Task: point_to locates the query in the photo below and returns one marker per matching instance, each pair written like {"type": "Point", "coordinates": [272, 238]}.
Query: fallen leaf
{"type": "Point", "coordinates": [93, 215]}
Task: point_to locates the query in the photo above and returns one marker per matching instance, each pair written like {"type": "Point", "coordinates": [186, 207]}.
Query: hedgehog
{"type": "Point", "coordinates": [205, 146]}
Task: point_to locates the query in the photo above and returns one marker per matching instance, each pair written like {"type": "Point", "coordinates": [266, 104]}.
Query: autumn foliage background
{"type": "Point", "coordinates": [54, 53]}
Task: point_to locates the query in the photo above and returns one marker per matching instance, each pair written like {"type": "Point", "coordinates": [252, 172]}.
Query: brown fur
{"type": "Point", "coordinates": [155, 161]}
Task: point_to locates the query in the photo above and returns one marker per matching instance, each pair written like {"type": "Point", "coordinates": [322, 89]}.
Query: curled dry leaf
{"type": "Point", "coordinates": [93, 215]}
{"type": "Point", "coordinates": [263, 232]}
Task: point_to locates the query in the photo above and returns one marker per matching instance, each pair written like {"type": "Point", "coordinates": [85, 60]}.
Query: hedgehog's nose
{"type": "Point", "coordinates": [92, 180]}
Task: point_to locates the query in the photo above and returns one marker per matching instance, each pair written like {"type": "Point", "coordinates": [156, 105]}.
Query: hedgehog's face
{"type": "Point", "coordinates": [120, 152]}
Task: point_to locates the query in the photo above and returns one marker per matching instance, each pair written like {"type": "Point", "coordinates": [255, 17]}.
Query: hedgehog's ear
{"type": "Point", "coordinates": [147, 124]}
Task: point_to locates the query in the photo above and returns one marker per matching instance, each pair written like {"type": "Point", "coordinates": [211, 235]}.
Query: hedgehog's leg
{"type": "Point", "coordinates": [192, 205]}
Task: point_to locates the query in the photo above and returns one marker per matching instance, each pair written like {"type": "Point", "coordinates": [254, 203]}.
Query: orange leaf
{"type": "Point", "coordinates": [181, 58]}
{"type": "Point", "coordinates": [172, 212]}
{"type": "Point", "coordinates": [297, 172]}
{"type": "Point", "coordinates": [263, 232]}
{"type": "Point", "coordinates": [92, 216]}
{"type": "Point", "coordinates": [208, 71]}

-*-

■ **ABOUT THIS TASK**: Return all of the data exactly as it reads.

■ **SOLUTION FOR THIS PROBLEM**:
Task: point_to locates the query in the photo below and returns one marker per matching instance, each pair written like {"type": "Point", "coordinates": [272, 238]}.
Query: fallen leaf
{"type": "Point", "coordinates": [93, 215]}
Task: point_to locates the query in the photo above and returns one marker per matching instance, each pair written like {"type": "Point", "coordinates": [186, 207]}.
Query: hedgehog
{"type": "Point", "coordinates": [205, 146]}
Task: point_to locates the query in the photo above and returns one marker per matching instance, each pair written like {"type": "Point", "coordinates": [266, 104]}.
Query: autumn foliage background
{"type": "Point", "coordinates": [54, 53]}
Task: point_to locates the query in the photo above and returns one marker per matching instance, each pair written like {"type": "Point", "coordinates": [252, 172]}.
Query: brown fur
{"type": "Point", "coordinates": [155, 161]}
Task: point_to locates the query in the photo above and returns one marker per matching instance, each pair written like {"type": "Point", "coordinates": [322, 89]}.
Query: curled dry leaf
{"type": "Point", "coordinates": [93, 215]}
{"type": "Point", "coordinates": [263, 232]}
Task: point_to locates the query in the photo above and returns one marker per matching instance, each pair written like {"type": "Point", "coordinates": [85, 60]}.
Query: hedgehog's nose
{"type": "Point", "coordinates": [92, 180]}
Task: point_to locates the query in the photo above and returns one marker per matching instance, each pair written like {"type": "Point", "coordinates": [156, 105]}.
Query: hedgehog's face
{"type": "Point", "coordinates": [120, 152]}
Task: point_to locates the query in the photo above and returns one marker per matching instance, each pair written like {"type": "Point", "coordinates": [255, 17]}.
Query: hedgehog's ear
{"type": "Point", "coordinates": [147, 124]}
Task: point_to locates the query in the photo above and returns one marker per matching instance, each pair written like {"type": "Point", "coordinates": [211, 235]}.
Query: hedgehog's leg
{"type": "Point", "coordinates": [192, 205]}
Task: point_to locates the query in the photo above and returns one marker per matching instance, each pair written like {"type": "Point", "coordinates": [254, 203]}.
Query: orange leaf
{"type": "Point", "coordinates": [181, 58]}
{"type": "Point", "coordinates": [172, 212]}
{"type": "Point", "coordinates": [297, 172]}
{"type": "Point", "coordinates": [263, 232]}
{"type": "Point", "coordinates": [92, 216]}
{"type": "Point", "coordinates": [208, 71]}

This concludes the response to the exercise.